:: PAGE

So, in essence, you’re saying if I own the property and contract out the management, get an LLC. Or if I manage the property and someone else owns it, form an LLC. But not if I both own and manage, or obviously if I do neither. Am I getting your drift?
Here’s where I want to hear propertymanager(mike)'s take. I hear he owns and manages, and recommends an LLC to start with. Nothing against, you, just like hearing other opinions and clarifications. Also, out of curiosity, what state do you operate out of? If that’s too personal, is it liberal, centrist, or conservative? I’m just trying to get a feel for the political slant’s influence on these laws, because I know they exist, unfortunately/fortunately. Thanks for your help!

The laws don’t matter really. A well drafted operating agreement in the most liberal state will protect you much better than a poorly drafted one in a conservative state. It only takes an $11K judgment to force you into bankruptcy where many LLC protections disappear.

There’s nothing wrong with setting up an LCC when you have no wealth or plan to manage property yourself. You just need to be aware of the limitations and decide for yourself if you want to spend the money to do it. If someone says that an LLC is going to protect your personal assets from your personal actions in the name of the business, then they are wrong. You need additional planning to cover those holes. Again, you have to decide if that is the best use of your money.

What is the best way to set up proprty and manage it? Since a LLC won’t offer the protection I want then what should I use? I understand that many investors have nothing in their name and just control the property.

There is no best way. There is only the best way for you. Sit with a qualified planner to evaluate your situation. An LLC may be appropriate. It may be the worse thing.

What is the best way to set up proprty and manage it?

Treat it like a business. if it’s broke, fix it promptly and professionally. if they’re late, send them a letter. late again, send a certified letter. everything’s in writing. all business, all the time. have good insurance. have good contractors and vendors. run background checks. that will keep 99.9999% of problems from developing in the first place.

I am refinancing a property and putting it into an LLC afterwards and have a property management company renting it out… is this the correct way to do this ??..and also If another property I own in my name personally goes into foreclosure…would this other property be protected by creditors if it is an LLC ?

Does anybody know if you can take the money you have in a CD and for assett protection purposes due to a forthcoming foreclosure…put the CD in the name of your son ??

That transaction would be subject to the fraudulent transfer/conveyance laws. The only statutory protection for BK are homesteads, certain tools of the trade, life insurance, annuities, and some retirement plans.

What do you mean by correct? It is a way to prevent a creditor from bypassing the LLC to your other assets, but it is expensive. Most investors I know manage the property themselves and own it with an entity where they have no direct ownership. The one person I know who uses a property manager did so because he is at the point where he cannot do so himself.

It depends on your operating agreement and your LLC. Your LLC membership shares could be transferred to the BK trustee who can liquidate the assets of the LLC.

hi susan C

BLL is right and so is everyone else…now to put everything together:

it is expensive to set yourself up properly…at the beginning…
if you are owning 1 property in your name…and you are being sued, you may lose that property and…ANYTHING that is in YOUR name or can be traced back to you.

if YOU own the LLC, they (lawyers, etc) can see you and your other assets.

::::
:: DATASET CONTENT

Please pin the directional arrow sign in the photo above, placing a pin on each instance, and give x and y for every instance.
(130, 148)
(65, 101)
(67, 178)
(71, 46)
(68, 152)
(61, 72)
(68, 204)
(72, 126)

::::

» YOUR TASK:
Reproduce word for word the part of the LLC discussion that runs from "Does anybody know" to "of the LLC.".

» FINAL ANSWER:
Does anybody know if you can take the money you have in a CD and for assett protection purposes due to a forthcoming foreclosure…put the CD in the name of your son ??

That transaction would be subject to the fraudulent transfer/conveyance laws. The only statutory protection for BK are homesteads, certain tools of the trade, life insurance, annuities, and some retirement plans.

What do you mean by correct? It is a way to prevent a creditor from bypassing the LLC to your other assets, but it is expensive. Most investors I know manage the property themselves and own it with an entity where they have no direct ownership. The one person I know who uses a property manager did so because he is at the point where he cannot do so himself.

It depends on your operating agreement and your LLC. Your LLC membership shares could be transferred to the BK trustee who can liquidate the assets of the LLC.